Patellofemoral Pain Syndrome (Runner’s Knee)

Patellofemoral pain syndrome, commonly referred to as runner’s knee, is a broad term used to describe a common ailment that causes pain in the area surrounding the kneecap in one or both knees. This condition is common among runners; however, participation in repetitive activities that strain and stress the knee structure, including biking and jumping, increases one’s risk of developing this condition.

The exact cause of runner’s knee is unknown. It is believed that this condition can develop as a result of overuse and trauma, torn cartilage, flat feet, inadequate and improper stretching, arthritis, structural defects (the kneecap being located too high in the knee joint), poor foot support, weak thigh muscles, and/or tight hamstrings. The most common symptom of runner’s knee is a dull, aching pain that occurs around or behind the kneecap. The pain is most noticeable when walking, ascending or descending stairs, or after long periods of sitting. There may also be pain when running, kneeling, and standing up or sitting down. Swelling or popping sensations may also be present in the knee.

Runner’s knee is diagnosed through a physical examination. An MRI, X-ray, CT scan and blood test may also be used to confirm diagnosis. Treatment options for runner’s knee include rest, ice, compression, elevation, stretching and strengthening exercises, arch supports and custom orthotics, anti-inflammatory medications, physical therapy and knee sleeves. Surgery may be required in severe cases to correct the damage.

▬▬▬▬▬▬▬▬▬▬

▶ [Directions] Copy the reading on runner's knee in full, keeping every word as it appears. The listing that follows this point comes from a separate source with no connection to the reading on runner's knee.

▬▬▬▬▬▬▬▬▬▬

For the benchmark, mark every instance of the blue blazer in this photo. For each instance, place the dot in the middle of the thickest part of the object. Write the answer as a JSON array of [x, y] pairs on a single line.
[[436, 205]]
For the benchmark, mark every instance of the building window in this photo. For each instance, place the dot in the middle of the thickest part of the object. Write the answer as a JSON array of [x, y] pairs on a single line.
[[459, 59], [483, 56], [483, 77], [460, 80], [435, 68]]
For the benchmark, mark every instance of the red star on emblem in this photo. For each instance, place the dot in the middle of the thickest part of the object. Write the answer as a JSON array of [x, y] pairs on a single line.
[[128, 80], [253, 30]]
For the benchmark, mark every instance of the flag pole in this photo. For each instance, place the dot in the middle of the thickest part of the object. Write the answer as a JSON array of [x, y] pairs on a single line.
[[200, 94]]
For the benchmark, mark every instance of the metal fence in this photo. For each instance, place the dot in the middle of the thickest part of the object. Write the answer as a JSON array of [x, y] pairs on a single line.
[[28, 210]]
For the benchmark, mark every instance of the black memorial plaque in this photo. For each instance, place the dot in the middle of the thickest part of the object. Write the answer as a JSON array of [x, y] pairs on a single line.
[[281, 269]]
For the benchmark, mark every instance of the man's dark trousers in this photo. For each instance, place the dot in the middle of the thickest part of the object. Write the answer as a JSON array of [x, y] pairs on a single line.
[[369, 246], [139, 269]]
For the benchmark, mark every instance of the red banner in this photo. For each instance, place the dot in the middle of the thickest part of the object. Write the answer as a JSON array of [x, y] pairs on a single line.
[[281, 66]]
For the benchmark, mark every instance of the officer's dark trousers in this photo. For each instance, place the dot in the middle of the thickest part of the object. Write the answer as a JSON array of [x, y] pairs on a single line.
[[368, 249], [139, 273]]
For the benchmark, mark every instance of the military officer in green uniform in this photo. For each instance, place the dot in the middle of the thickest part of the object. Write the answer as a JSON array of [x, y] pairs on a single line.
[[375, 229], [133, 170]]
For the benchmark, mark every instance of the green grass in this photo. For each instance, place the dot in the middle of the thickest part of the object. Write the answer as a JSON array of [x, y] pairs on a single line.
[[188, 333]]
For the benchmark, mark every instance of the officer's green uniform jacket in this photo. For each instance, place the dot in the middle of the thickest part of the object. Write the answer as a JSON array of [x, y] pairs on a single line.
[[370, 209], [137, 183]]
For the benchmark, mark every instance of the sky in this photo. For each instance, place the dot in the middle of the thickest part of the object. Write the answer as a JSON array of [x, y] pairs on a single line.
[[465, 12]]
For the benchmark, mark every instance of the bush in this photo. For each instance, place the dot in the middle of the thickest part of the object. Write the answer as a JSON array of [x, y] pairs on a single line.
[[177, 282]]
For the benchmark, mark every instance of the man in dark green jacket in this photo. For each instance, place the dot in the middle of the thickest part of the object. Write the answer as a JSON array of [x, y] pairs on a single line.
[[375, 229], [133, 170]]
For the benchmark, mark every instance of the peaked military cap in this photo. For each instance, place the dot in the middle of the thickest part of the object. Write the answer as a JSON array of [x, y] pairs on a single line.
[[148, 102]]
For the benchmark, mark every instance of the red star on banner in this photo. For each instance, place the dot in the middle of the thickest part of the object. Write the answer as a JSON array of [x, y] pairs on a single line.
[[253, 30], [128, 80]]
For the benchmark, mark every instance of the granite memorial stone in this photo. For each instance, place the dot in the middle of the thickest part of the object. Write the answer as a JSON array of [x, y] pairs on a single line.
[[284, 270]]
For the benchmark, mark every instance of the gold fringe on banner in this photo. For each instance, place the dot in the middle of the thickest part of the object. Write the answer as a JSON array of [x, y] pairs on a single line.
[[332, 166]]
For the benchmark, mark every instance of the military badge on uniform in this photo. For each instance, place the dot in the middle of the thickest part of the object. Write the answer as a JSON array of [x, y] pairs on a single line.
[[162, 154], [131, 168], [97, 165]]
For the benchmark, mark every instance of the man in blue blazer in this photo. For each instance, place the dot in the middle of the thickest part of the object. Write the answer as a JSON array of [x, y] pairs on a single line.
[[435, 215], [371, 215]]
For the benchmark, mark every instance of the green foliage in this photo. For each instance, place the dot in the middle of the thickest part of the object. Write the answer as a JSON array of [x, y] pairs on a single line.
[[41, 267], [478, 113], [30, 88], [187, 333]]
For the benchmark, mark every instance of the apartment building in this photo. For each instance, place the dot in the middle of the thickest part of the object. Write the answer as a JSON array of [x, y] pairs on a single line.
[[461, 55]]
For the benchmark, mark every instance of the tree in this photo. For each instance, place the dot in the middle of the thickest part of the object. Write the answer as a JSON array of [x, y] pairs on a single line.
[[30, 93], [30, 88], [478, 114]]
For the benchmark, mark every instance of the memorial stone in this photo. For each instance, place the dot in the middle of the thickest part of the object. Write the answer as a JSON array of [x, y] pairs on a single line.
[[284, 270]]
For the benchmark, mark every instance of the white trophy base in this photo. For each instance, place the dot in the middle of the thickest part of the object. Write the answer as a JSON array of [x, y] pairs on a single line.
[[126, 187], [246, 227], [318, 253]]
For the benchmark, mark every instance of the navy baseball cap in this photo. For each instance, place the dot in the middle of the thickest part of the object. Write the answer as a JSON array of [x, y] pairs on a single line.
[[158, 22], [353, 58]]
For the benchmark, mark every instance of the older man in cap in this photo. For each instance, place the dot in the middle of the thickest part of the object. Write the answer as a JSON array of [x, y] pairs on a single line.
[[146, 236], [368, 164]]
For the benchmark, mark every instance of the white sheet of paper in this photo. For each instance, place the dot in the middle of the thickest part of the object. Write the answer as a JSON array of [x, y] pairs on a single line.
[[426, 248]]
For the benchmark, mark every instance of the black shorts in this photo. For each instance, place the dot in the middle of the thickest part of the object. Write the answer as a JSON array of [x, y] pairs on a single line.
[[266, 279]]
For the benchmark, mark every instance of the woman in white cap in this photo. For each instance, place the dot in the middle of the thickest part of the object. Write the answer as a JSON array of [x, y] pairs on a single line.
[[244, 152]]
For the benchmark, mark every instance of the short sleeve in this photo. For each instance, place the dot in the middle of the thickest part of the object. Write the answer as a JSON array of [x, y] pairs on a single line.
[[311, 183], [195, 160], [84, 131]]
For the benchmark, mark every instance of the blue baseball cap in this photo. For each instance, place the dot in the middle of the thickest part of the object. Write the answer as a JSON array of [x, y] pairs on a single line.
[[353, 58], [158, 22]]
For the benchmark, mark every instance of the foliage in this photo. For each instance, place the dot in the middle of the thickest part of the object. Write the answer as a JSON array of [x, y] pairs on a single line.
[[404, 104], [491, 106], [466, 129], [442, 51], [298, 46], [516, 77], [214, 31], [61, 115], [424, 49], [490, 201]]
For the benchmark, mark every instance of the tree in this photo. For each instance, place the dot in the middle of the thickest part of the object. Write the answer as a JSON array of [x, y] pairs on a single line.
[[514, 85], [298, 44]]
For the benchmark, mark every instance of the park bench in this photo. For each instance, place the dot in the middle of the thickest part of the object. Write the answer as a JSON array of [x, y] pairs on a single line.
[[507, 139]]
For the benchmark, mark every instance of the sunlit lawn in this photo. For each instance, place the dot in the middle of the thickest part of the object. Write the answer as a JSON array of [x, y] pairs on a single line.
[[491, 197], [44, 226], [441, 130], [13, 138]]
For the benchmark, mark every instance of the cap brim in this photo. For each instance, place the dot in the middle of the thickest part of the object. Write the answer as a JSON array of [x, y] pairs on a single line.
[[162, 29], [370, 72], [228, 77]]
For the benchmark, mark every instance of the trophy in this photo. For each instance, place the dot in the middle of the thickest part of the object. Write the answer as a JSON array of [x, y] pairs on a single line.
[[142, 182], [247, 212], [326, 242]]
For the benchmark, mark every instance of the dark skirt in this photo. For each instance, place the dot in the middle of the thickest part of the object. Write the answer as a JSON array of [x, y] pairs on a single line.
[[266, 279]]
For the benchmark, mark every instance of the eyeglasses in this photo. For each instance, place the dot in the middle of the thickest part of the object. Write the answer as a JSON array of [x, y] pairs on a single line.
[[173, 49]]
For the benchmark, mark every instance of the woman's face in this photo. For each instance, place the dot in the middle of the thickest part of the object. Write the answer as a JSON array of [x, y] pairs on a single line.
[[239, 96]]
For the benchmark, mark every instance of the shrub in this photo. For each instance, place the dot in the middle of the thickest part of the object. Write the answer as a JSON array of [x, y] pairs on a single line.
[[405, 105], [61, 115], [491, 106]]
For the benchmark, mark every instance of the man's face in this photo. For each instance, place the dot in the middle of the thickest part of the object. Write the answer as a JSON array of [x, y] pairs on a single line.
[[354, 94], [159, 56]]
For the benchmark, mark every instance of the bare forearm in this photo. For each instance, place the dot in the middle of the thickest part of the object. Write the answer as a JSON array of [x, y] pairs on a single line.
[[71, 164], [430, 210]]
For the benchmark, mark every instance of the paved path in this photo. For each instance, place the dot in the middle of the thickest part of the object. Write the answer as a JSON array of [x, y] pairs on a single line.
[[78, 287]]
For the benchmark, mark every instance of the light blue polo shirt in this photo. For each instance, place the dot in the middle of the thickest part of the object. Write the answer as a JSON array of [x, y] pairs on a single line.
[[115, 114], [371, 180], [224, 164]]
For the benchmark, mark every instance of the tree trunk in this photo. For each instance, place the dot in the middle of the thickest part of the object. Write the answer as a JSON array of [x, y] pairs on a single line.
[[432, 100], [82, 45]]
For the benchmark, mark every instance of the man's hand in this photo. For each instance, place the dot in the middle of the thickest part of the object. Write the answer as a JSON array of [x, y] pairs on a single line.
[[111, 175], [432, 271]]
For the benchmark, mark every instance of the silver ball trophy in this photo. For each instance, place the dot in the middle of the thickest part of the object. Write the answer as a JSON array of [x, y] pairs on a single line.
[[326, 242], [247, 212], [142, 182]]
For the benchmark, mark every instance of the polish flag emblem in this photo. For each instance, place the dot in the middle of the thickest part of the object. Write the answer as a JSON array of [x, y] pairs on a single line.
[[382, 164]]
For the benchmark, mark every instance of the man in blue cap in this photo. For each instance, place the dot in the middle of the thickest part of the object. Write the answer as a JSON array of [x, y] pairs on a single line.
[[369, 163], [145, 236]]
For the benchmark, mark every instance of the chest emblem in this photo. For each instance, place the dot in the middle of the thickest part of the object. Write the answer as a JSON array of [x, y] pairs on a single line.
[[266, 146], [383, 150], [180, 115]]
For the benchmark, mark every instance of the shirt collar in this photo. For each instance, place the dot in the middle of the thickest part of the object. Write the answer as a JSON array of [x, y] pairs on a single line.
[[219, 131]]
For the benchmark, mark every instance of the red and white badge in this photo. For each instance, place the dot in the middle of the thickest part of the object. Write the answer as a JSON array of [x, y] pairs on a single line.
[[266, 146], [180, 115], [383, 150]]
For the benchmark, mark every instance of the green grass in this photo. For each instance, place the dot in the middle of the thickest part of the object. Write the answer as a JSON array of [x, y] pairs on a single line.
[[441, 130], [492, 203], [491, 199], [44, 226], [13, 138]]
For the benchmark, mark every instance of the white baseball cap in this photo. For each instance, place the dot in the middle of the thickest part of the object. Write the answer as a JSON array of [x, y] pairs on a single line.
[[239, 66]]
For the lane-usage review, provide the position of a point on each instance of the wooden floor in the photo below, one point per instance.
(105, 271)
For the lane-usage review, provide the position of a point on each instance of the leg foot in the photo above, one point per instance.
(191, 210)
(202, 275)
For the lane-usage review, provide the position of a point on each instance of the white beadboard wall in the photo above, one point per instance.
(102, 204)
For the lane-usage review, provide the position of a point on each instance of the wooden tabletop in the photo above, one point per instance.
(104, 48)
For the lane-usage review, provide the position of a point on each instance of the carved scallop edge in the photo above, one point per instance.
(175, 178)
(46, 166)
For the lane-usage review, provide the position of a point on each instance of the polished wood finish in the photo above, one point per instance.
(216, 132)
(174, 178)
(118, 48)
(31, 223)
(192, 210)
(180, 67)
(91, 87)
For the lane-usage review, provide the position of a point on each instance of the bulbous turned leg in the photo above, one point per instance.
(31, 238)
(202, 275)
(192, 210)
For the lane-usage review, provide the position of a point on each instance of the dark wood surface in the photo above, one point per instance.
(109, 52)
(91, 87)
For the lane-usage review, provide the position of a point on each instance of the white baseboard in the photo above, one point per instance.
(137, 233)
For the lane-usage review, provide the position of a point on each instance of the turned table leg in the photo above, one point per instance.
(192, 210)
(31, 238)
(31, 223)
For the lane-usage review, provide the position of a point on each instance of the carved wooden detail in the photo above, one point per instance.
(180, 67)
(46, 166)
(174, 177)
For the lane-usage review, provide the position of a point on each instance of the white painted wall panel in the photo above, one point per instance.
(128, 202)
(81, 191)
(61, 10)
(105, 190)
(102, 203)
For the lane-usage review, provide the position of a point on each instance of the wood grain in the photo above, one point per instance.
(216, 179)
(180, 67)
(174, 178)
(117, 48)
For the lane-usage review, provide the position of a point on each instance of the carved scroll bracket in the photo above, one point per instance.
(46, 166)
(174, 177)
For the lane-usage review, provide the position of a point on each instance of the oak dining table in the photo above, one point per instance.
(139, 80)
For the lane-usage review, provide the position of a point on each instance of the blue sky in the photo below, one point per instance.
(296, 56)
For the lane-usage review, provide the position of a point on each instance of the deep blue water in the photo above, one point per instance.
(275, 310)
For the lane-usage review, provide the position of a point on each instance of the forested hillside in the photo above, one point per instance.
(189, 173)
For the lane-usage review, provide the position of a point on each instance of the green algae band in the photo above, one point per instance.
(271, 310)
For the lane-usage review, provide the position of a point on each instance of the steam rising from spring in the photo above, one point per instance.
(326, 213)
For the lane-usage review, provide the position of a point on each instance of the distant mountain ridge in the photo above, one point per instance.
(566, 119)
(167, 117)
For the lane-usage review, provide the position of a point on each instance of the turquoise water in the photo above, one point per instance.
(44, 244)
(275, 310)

▬▬▬▬▬▬▬▬▬▬

▶ [Result for this task]
Patellofemoral Pain Syndrome (Runner’s Knee)

Patellofemoral pain syndrome, commonly referred to as runner’s knee, is a broad term used to describe a common ailment that causes pain in the area surrounding the kneecap in one or both knees. This condition is common among runners; however, participation in repetitive activities that strain and stress the knee structure, including biking and jumping, increases one’s risk of developing this condition.

The exact cause of runner’s knee is unknown. It is believed that this condition can develop as a result of overuse and trauma, torn cartilage, flat feet, inadequate and improper stretching, arthritis, structural defects (the kneecap being located too high in the knee joint), poor foot support, weak thigh muscles, and/or tight hamstrings. The most common symptom of runner’s knee is a dull, aching pain that occurs around or behind the kneecap. The pain is most noticeable when walking, ascending or descending stairs, or after long periods of sitting. There may also be pain when running, kneeling, and standing up or sitting down. Swelling or popping sensations may also be present in the knee.

Runner’s knee is diagnosed through a physical examination. An MRI, X-ray, CT scan and blood test may also be used to confirm diagnosis. Treatment options for runner’s knee include rest, ice, compression, elevation, stretching and strengthening exercises, arch supports and custom orthotics, anti-inflammatory medications, physical therapy and knee sleeves. Surgery may be required in severe cases to correct the damage.